_Tasks to perform:_
1. In the UX design passage, give the text again from "If UX designers" up to and including "a single unit.", swapping "front-end developers" for "front-end engineers".
2. Decide whether each statement agrees with the UX design passage. Answer yes or no and quote the words that settle it.
(a) A front-end team working with the design team can save up to half the time needed to build the presentation layer.
(b) Connecting the presentation layer to the backend is the job of front-end developers on the design team.
(c) IBM is named among the companies that spent billions of dollars acquiring design agencies.

_Document text:_

Include Front-End Development in the UX Studio
In practice, if a front-end development team sits with the design team and works collaboratively on the presentation-layer code, it can save up to 50% of the total time it takes to build the presentation layer. Here’s how this works: The UX Design team produces a set of screens and user-interface (UI) specifications to help the front-end development team understand the exact colors, fonts, colors, shading, padding, types of controls, and gestures and ensure the elements fit on the page in a pixel-perfect representation of the design. Once they’ve produced a limited subset of UI specs, designers can then produce and hand over just sketches.
If UX designers work directly with front-end developers who are highly skilled in translating designs into reality, the developers can take sketches and produce pixel-perfect, front-end code. This approach helps significantly in compressing schedules. UX designers and front-end developers must work together, in person, to create high-quality visualizations fast, then iterate them fast. The UX team cannot throw designs over the wall to another group and hope to have them build it with pixel perfection and smooth gestures. Achieving both speed and quality requires that they be collocated, at least during the Design Phase of a project, so they can function as a single unit.
Front-end developers in companies that currently differentiate on the experience feel a deep need to constantly optimize the experience using the latest technologies. They fall more into the design camp than the development camp. Of course, the task of connecting the presentation layer to the business logic and services, then to the backend belongs to developers who sit in the Engineering organization.
UX teams need the technical skills of a Front-End Development team, working closely with designers and providing insights on both what is currently possible and what could be possible if the team pushed the technological boundaries. This helps improve individual designs and makes them more likely to succeed at a technical level. It also helps the designers become better at predicting what the Development team can build and what ideas they should abandon in favor of alternate approaches.
5. Take Lessons from Creative Studios
Companies reinventing themselves around the experience—typically, through digital UX design and industrial design—are today taking core lessons from design firms and creative agencies. Recently, dozens of large companies—from Facebook and Google to Accenture, Capitol One and PwC—have spent billions of dollars acquiring design agencies, in the hope of reinventing themselves as experience-led organizations. But, because they are not changing from the inside out, most of these companies will not successfully reinvent themselves to be experience led. Other companies that are reorienting themselves to become experience led—including IBM, Honeywell, and Visa—are implementing the most valuable practices from design studios within their companies.
UX leaders have the opportunity to understand what best practices from creative studios are helpful and leave limiting practices from poor agencies behind. Creative studios do a few things very well, including
leveraging a complete design team
hiring brilliant Creative Directors
building physical Design Studios
consistently producing inspiring designs
conducting collaboration workshops
creating a strategic ecosystem of industry partnerships
Leverage a Complete Design Team
A creative studio would never consider assigning a single designer to a project. In contrast, most corporations expect individual designers to own the user experience for entire business units, with multiple products—all of which they’re responsible for designing. Unfortunately, a single designer’s voice gets lost in a project team of dozens and maybe hundreds of cross-functional team members. By assembling a complete team of user researchers, interaction designers, visual designers, prototypers, and creative directors, teams can rapidly produce highly creative and deeply engaging experiences.

_Dataset rows:_
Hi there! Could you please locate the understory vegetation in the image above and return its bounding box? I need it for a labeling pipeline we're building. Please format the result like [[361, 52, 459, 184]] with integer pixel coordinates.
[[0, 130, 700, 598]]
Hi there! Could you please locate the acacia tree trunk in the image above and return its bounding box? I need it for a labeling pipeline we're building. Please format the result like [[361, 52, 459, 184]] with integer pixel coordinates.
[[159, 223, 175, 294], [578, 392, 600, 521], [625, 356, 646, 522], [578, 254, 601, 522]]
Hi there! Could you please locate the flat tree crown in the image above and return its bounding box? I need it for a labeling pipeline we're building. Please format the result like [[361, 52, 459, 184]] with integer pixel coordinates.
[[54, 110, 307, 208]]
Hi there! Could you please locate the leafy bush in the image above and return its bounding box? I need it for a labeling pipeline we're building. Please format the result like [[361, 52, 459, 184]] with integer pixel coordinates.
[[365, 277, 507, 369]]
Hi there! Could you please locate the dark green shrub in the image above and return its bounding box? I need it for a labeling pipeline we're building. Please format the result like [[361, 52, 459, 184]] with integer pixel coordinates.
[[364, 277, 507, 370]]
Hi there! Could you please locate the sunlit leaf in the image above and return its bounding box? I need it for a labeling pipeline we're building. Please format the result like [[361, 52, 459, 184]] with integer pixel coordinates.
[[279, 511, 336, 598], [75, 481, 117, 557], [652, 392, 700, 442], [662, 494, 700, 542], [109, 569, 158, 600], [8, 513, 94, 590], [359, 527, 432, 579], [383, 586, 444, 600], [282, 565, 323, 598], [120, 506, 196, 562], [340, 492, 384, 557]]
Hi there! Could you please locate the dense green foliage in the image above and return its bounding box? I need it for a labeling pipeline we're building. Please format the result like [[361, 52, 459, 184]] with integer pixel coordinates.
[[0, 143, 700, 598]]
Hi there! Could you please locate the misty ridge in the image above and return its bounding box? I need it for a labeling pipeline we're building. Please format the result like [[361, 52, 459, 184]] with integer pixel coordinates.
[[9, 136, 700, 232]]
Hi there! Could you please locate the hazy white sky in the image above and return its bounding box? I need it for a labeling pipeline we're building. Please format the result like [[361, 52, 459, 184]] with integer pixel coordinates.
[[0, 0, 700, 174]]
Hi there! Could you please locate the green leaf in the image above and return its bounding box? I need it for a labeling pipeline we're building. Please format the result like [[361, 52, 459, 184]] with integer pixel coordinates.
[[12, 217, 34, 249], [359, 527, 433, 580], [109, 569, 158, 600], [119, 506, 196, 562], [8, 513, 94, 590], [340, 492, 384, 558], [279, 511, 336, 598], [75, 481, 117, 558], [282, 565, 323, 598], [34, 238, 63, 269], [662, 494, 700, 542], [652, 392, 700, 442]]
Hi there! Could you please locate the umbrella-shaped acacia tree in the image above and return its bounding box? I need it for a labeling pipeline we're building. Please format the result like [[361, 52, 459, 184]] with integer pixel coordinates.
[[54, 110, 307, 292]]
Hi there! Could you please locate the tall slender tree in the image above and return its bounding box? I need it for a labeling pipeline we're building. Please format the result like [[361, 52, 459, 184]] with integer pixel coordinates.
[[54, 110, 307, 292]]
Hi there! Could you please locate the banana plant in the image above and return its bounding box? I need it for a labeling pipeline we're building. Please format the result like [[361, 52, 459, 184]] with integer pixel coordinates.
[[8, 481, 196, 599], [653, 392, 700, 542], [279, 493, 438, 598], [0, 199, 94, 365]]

_Per-task outputs:_
1.
If UX designers work directly with front-end engineers who are highly skilled in translating designs into reality, the developers can take sketches and produce pixel-perfect, front-end code. This approach helps significantly in compressing schedules. UX designers and front-end engineers must work together, in person, to create high-quality visualizations fast, then iterate them fast. The UX team cannot throw designs over the wall to another group and hope to have them build it with pixel perfection and smooth gestures. Achieving both speed and quality requires that they be collocated, at least during the Design Phase of a project, so they can function as a single unit.

2.
(a) Yes: "it can save up to 50% of the total time it takes to build the presentation layer"
(b) No: "the task of connecting the presentation layer to the business logic and services, then to the backend belongs to developers who sit in the Engineering organization"
(c) No: "Other companies that are reorienting themselves to become experience led—including IBM, Honeywell, and Visa—are implementing the most valuable practices from design studios within their companies"